> _WHAT TO DO_: Look through the entries below and extract exactly the lines from the one containing "for the golden" through the one containing "for the chimney", ends included.

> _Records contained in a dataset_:
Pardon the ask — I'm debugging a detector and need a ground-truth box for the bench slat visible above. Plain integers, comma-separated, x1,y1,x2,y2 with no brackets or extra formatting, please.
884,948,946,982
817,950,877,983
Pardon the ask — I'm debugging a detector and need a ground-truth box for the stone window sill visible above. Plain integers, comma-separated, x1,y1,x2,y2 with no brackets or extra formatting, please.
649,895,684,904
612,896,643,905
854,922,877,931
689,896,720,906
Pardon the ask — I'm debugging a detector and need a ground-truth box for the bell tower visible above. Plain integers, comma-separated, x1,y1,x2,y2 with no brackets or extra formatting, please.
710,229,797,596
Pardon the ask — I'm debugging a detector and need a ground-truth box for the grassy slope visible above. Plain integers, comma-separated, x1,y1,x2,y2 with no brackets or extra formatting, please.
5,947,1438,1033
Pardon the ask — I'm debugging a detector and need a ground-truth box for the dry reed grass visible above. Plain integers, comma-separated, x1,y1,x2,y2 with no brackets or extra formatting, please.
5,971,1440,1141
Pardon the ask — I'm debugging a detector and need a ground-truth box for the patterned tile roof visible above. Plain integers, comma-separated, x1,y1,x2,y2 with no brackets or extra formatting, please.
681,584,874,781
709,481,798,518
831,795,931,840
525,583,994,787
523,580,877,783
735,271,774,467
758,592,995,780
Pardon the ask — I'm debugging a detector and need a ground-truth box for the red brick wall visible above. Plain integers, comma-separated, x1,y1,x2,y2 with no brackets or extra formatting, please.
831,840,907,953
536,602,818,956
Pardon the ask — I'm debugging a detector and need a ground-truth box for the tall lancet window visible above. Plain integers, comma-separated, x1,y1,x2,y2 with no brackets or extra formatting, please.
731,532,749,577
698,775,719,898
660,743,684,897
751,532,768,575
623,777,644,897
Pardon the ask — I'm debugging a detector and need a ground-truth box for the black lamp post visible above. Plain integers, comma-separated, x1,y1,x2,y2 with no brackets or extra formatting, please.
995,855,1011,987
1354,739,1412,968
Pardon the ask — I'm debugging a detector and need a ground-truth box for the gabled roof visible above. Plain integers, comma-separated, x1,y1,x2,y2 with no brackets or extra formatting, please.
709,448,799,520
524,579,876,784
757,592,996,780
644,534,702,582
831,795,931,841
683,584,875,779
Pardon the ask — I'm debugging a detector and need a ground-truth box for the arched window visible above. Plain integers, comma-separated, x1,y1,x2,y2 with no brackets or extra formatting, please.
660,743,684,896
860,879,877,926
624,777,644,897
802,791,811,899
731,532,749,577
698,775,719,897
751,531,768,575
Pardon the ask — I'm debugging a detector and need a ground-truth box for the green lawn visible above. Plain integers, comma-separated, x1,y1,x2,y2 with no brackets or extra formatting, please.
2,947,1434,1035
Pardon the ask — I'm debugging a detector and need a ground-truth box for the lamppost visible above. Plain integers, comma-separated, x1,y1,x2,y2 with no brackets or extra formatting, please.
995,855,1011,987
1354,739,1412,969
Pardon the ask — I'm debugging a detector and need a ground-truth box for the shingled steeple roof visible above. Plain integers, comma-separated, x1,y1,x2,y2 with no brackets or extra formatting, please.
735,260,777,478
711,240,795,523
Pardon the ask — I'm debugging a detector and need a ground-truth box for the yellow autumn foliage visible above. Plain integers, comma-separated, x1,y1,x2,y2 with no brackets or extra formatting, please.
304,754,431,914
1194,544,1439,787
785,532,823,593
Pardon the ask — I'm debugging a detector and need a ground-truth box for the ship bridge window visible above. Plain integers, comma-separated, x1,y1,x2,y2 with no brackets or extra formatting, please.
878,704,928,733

---

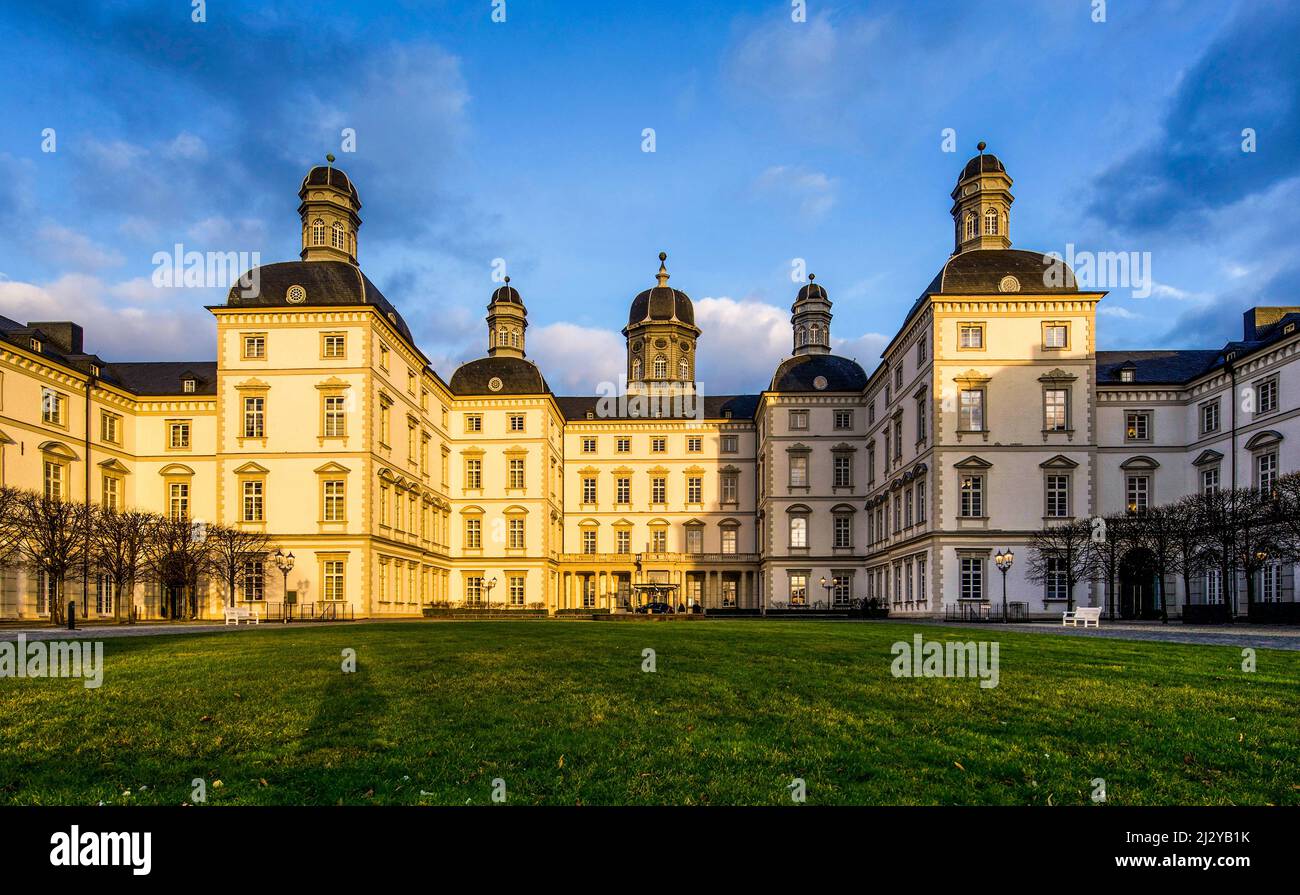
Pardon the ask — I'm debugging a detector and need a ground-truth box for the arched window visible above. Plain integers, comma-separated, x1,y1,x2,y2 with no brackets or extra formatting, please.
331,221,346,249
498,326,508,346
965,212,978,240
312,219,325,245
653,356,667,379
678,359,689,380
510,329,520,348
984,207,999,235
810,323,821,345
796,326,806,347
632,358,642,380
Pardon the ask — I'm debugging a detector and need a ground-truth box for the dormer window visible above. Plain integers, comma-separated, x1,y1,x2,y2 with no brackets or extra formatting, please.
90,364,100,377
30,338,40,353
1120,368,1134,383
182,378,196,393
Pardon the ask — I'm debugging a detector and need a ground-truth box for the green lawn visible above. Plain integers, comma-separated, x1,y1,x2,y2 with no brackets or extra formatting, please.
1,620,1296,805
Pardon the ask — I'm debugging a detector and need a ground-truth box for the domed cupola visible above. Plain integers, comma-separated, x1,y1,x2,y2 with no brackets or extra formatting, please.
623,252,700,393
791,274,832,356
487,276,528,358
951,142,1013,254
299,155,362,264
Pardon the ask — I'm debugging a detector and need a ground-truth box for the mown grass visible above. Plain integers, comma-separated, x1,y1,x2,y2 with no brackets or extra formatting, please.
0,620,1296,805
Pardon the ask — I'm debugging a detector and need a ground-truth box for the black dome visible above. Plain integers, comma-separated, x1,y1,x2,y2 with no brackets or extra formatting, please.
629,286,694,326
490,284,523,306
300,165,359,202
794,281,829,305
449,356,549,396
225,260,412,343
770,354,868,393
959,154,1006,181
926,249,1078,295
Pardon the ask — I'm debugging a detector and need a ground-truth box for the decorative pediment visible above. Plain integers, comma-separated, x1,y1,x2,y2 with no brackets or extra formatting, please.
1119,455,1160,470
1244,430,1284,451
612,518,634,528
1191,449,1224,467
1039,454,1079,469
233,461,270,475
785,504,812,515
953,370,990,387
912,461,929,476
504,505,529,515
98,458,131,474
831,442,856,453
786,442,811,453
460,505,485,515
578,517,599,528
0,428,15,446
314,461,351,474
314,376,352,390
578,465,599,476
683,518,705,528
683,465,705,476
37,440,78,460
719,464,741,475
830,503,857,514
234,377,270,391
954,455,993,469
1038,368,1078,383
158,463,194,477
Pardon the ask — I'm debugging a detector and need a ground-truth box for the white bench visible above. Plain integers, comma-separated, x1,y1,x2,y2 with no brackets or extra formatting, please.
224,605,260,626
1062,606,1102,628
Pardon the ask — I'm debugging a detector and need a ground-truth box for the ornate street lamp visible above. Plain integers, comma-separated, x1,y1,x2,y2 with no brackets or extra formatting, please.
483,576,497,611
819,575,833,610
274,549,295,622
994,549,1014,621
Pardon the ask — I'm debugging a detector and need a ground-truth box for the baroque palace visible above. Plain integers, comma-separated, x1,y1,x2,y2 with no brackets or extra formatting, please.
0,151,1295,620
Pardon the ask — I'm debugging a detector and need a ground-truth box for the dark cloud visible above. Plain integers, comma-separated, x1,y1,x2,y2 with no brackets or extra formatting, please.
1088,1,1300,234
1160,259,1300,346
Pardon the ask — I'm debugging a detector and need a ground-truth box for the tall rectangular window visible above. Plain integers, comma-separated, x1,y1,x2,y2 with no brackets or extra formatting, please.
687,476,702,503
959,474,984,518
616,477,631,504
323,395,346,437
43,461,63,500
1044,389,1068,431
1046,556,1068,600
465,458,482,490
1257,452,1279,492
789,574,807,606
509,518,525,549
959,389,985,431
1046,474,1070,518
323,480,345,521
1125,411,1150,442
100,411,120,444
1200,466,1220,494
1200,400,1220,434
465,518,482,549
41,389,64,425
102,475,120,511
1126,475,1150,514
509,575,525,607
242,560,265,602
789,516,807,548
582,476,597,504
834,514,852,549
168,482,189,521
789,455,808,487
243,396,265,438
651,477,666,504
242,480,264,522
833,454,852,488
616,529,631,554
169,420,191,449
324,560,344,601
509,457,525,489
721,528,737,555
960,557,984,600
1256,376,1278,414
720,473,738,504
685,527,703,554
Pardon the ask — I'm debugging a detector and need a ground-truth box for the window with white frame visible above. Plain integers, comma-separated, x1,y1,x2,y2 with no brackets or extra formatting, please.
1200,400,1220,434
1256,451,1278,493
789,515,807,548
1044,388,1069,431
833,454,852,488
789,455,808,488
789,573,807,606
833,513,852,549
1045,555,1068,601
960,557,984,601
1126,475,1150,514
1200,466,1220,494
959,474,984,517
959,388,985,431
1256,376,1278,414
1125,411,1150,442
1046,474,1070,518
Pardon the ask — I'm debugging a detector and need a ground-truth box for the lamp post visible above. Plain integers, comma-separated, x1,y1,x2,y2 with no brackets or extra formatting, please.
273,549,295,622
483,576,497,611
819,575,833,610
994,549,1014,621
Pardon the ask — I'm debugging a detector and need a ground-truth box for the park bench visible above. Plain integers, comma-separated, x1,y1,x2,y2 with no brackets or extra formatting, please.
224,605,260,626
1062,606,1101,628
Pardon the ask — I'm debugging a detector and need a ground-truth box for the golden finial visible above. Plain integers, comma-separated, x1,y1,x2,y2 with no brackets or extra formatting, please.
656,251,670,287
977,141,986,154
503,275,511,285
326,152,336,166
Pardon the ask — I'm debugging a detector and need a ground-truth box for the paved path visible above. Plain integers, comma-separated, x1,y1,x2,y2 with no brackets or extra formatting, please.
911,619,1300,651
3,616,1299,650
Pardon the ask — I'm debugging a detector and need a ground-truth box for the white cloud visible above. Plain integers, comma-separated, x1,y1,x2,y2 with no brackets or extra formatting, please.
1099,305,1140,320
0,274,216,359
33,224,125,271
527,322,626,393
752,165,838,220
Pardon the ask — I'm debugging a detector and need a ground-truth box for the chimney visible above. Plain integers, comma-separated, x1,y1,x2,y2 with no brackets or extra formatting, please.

> _EXERCISE OUTPUT_:
Pardon the ask — I'm debugging a detector and need a ground-truth box for the golden finial visible above. Plain integers, comma-separated, x1,y1,x2,y2 with no brackets or extra formatting, please.
656,251,670,287
977,141,986,154
503,275,511,285
326,152,336,166
Pardon the ask — I'm debugging a detector and need a ground-truth box for the paved path visible above. Plain integers, comma-separated, x1,y1,x2,y2 with no brackets or extra formatting, please.
911,619,1300,651
3,616,1299,650
Pardon the ask — I'm debugging a detector and need a ground-truth box for the white cloud visible above. Plain integers, comma-separated, x1,y1,x2,y2 with no brackets or extra formatting, please.
1099,305,1140,320
0,274,216,359
33,224,125,271
527,322,626,393
752,165,838,220
Pardon the ask — I'm debugging a detector and need a ground-truth box for the chimney visible above. Plain integers, comma-separated, x1,y1,x2,y2 with no brackets or extra formatting, please.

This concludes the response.